(Extracted data entries)
>>>>>
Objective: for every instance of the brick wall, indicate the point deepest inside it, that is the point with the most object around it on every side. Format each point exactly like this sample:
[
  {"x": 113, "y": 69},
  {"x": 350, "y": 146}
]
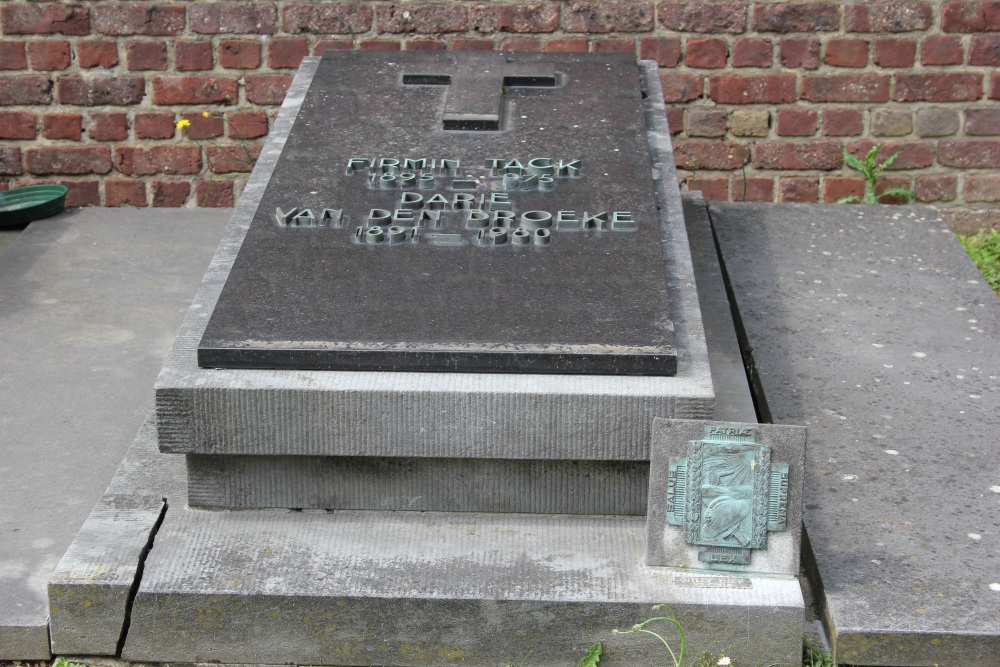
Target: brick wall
[{"x": 762, "y": 97}]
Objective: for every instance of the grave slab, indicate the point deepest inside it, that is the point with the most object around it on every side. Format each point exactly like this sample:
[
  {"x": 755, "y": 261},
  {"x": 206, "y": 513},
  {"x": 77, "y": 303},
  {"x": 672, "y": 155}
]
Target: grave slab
[
  {"x": 408, "y": 415},
  {"x": 67, "y": 411},
  {"x": 872, "y": 327}
]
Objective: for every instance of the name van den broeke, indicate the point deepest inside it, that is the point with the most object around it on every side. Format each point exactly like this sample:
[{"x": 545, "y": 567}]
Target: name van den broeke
[{"x": 486, "y": 204}]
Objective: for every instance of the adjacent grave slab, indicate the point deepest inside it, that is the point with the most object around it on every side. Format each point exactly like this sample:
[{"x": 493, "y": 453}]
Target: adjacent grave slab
[
  {"x": 91, "y": 300},
  {"x": 726, "y": 496},
  {"x": 460, "y": 415},
  {"x": 871, "y": 327}
]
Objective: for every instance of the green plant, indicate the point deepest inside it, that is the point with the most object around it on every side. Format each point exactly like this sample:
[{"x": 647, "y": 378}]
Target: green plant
[
  {"x": 593, "y": 656},
  {"x": 984, "y": 249},
  {"x": 870, "y": 168},
  {"x": 813, "y": 654},
  {"x": 671, "y": 618}
]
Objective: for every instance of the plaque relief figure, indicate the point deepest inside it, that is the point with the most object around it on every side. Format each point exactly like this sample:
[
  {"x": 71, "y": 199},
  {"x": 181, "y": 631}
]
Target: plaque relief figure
[{"x": 727, "y": 494}]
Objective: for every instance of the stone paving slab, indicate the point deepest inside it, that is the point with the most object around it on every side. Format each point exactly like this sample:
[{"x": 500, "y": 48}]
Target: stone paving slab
[
  {"x": 409, "y": 588},
  {"x": 90, "y": 301},
  {"x": 872, "y": 327}
]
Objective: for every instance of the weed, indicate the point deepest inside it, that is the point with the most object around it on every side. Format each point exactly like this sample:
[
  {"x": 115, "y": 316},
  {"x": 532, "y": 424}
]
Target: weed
[
  {"x": 984, "y": 249},
  {"x": 671, "y": 618},
  {"x": 593, "y": 656},
  {"x": 813, "y": 654},
  {"x": 870, "y": 169}
]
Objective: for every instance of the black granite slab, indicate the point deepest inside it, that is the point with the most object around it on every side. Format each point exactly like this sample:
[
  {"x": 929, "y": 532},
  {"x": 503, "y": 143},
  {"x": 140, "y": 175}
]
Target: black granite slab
[{"x": 358, "y": 260}]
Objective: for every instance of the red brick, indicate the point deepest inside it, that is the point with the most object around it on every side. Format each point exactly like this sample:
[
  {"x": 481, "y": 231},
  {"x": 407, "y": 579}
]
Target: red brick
[
  {"x": 32, "y": 89},
  {"x": 287, "y": 53},
  {"x": 379, "y": 45},
  {"x": 82, "y": 193},
  {"x": 69, "y": 160},
  {"x": 703, "y": 122},
  {"x": 17, "y": 125},
  {"x": 614, "y": 46},
  {"x": 965, "y": 16},
  {"x": 665, "y": 51},
  {"x": 700, "y": 155},
  {"x": 802, "y": 53},
  {"x": 712, "y": 189},
  {"x": 567, "y": 45},
  {"x": 246, "y": 124},
  {"x": 194, "y": 90},
  {"x": 108, "y": 127},
  {"x": 104, "y": 91},
  {"x": 980, "y": 122},
  {"x": 62, "y": 126},
  {"x": 172, "y": 194},
  {"x": 941, "y": 50},
  {"x": 214, "y": 193},
  {"x": 798, "y": 155},
  {"x": 324, "y": 45},
  {"x": 267, "y": 89},
  {"x": 752, "y": 89},
  {"x": 424, "y": 45},
  {"x": 895, "y": 52},
  {"x": 604, "y": 17},
  {"x": 12, "y": 55},
  {"x": 44, "y": 19},
  {"x": 703, "y": 17},
  {"x": 10, "y": 161},
  {"x": 938, "y": 87},
  {"x": 96, "y": 53},
  {"x": 124, "y": 192},
  {"x": 346, "y": 18},
  {"x": 229, "y": 158},
  {"x": 202, "y": 126},
  {"x": 233, "y": 18},
  {"x": 752, "y": 53},
  {"x": 842, "y": 122},
  {"x": 985, "y": 50},
  {"x": 888, "y": 16},
  {"x": 533, "y": 18},
  {"x": 797, "y": 17},
  {"x": 146, "y": 56},
  {"x": 846, "y": 88},
  {"x": 50, "y": 55},
  {"x": 192, "y": 56},
  {"x": 515, "y": 44},
  {"x": 422, "y": 19},
  {"x": 675, "y": 120},
  {"x": 756, "y": 188},
  {"x": 147, "y": 160},
  {"x": 239, "y": 54},
  {"x": 138, "y": 18},
  {"x": 887, "y": 182},
  {"x": 154, "y": 125},
  {"x": 969, "y": 153},
  {"x": 681, "y": 87},
  {"x": 836, "y": 188},
  {"x": 846, "y": 52},
  {"x": 706, "y": 53},
  {"x": 936, "y": 188},
  {"x": 796, "y": 122},
  {"x": 798, "y": 190}
]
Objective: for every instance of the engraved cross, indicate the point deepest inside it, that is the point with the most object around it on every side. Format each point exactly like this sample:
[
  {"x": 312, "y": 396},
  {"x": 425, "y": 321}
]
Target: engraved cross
[{"x": 476, "y": 87}]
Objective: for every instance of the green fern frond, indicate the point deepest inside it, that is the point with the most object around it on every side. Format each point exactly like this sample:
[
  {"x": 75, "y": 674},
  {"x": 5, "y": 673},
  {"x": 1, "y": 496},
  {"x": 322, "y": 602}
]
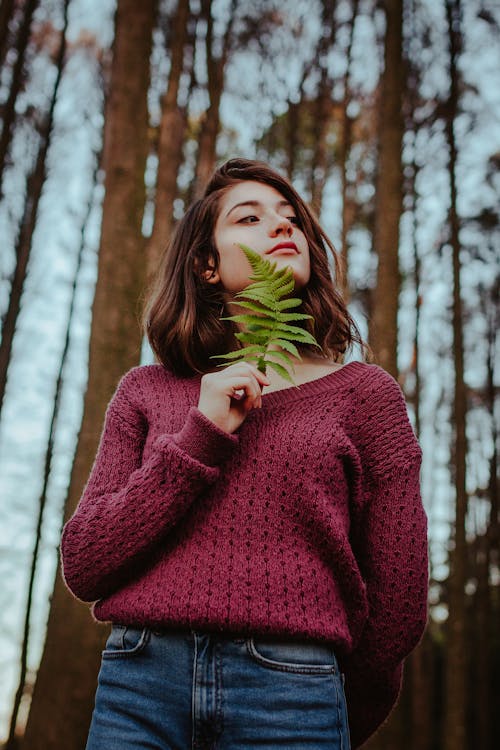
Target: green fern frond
[{"x": 267, "y": 324}]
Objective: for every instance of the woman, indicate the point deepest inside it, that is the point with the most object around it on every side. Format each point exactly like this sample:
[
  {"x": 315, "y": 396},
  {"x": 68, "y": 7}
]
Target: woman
[{"x": 257, "y": 547}]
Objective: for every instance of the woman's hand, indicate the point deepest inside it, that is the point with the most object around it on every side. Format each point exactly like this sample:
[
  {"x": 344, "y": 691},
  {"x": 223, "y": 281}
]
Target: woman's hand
[{"x": 226, "y": 396}]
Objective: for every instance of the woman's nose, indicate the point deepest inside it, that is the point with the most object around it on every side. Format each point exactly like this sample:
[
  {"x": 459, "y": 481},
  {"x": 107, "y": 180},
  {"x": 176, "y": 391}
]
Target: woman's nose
[{"x": 281, "y": 225}]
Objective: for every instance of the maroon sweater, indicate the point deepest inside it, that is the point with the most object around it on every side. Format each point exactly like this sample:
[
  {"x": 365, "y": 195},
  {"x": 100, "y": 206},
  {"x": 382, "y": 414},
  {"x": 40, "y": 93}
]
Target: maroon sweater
[{"x": 306, "y": 522}]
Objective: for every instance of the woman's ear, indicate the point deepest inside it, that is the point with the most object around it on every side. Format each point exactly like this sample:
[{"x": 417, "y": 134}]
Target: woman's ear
[{"x": 211, "y": 275}]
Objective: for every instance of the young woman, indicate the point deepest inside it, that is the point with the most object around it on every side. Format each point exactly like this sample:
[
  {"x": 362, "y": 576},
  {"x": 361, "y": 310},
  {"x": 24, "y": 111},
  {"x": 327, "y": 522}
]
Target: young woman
[{"x": 260, "y": 549}]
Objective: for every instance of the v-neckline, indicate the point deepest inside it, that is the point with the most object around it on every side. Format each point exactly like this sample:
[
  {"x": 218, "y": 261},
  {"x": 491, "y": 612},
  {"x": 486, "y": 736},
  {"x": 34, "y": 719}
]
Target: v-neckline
[{"x": 315, "y": 385}]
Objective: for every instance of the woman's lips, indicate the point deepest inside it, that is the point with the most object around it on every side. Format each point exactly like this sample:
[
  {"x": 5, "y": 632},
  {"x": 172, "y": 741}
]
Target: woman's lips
[{"x": 283, "y": 248}]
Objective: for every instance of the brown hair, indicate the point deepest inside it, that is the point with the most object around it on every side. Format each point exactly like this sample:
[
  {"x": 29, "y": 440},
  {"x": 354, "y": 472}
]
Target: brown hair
[{"x": 182, "y": 311}]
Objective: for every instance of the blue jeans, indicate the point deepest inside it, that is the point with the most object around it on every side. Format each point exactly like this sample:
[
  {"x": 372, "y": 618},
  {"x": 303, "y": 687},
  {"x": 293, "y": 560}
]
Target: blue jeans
[{"x": 186, "y": 690}]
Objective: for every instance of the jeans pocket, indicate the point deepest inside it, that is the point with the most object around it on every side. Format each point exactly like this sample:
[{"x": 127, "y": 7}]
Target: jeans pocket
[
  {"x": 306, "y": 657},
  {"x": 125, "y": 641}
]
<<<<<
In the listing above, find the line with "Objective: for every instance of the brown" and set down that line and all after it exactly, through the final line.

FULL SOLUTION:
Objective: for every instance of the brown hair, indicate the point deepest inside it, that is the point with the most object around it on every side. Format each point exactly like this sample:
[
  {"x": 29, "y": 440},
  {"x": 354, "y": 472}
]
Target: brown hair
[{"x": 182, "y": 311}]
Objective: for every instance of the blue jeans, indicate the point deepest inside it, that is the point with the most object around it on every side. Format each point exactly like this sample:
[
  {"x": 372, "y": 618},
  {"x": 303, "y": 687},
  {"x": 293, "y": 560}
]
Target: blue jeans
[{"x": 186, "y": 690}]
Objective: for every instance of the jeans pocket, indicate the point deepest inside it, that is the point with the most object around it on every side. Format each point exactly like this sample:
[{"x": 127, "y": 7}]
Target: jeans pocket
[
  {"x": 306, "y": 657},
  {"x": 125, "y": 641}
]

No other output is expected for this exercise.